GIVEN TASK:
Answer these questions from the passage on data strategy:
(a) What position does Steve Agnoli hold, and at which firm?
(b) What three things are law firms using digital technologies to do?
(c) Which team does the passage say must understand and support a strategy for data governance and analytics?

++++ PASSAGE

Data is the enabling foundation of a digital transformation. Therefore, it is critical for companies to develop a data management strategy that the executive leadership team supports. Steve Agnoli, CIO of the global law firm Reed Smith, offers a recommended approach in his latest guest blog.

Like every industry, legal services is undergoing significant change as law firms begin to leverage digital technologies to transform operations and business models, automate how they provide service to clients, and create innovative new offerings that deliver increased value to clients. 

One thing is certain: data is the enabling foundation of these changes – not only in the legal field where I have spent many years as a CIO, but in all industries. How a company manages and analyzes data is essential to business transformation, so it is critical to develop a strategy for data governance and analytics that the entire executive leadership team understands and supports.

++++++++
++++ DATA LINES

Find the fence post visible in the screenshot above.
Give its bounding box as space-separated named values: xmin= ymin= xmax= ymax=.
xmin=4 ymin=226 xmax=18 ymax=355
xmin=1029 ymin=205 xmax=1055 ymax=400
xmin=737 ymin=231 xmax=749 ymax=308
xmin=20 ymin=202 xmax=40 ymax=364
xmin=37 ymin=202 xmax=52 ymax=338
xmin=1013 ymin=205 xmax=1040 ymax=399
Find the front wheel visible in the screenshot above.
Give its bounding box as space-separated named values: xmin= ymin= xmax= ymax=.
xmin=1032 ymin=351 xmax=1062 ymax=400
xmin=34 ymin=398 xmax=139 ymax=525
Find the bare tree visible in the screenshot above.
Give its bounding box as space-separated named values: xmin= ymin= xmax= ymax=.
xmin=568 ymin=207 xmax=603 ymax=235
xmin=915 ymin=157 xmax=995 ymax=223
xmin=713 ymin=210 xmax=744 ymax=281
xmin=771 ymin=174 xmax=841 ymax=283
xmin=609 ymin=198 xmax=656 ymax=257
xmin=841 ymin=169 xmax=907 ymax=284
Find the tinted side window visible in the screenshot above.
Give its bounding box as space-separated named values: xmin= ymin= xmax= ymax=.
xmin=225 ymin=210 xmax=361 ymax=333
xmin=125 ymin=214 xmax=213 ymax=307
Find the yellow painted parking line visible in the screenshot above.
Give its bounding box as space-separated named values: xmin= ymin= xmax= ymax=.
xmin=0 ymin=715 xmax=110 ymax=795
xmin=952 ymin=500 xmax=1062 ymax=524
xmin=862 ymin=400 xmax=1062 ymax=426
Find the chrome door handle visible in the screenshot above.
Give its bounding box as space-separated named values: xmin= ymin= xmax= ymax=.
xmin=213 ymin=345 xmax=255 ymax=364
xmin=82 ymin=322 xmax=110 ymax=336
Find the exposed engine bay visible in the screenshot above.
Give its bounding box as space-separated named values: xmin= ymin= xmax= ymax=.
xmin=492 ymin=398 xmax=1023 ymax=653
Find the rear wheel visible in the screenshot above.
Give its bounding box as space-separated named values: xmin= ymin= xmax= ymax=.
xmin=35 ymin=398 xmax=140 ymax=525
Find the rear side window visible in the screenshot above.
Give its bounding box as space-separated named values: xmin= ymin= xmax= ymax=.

++++++++

RESPONSE TO THE TASK:
(a) He is CIO of the global law firm Reed Smith.
(b) They are using them to transform operations and business models, to automate how they provide service to clients, and to create innovative new offerings that deliver increased value to clients.
(c) The entire executive leadership team.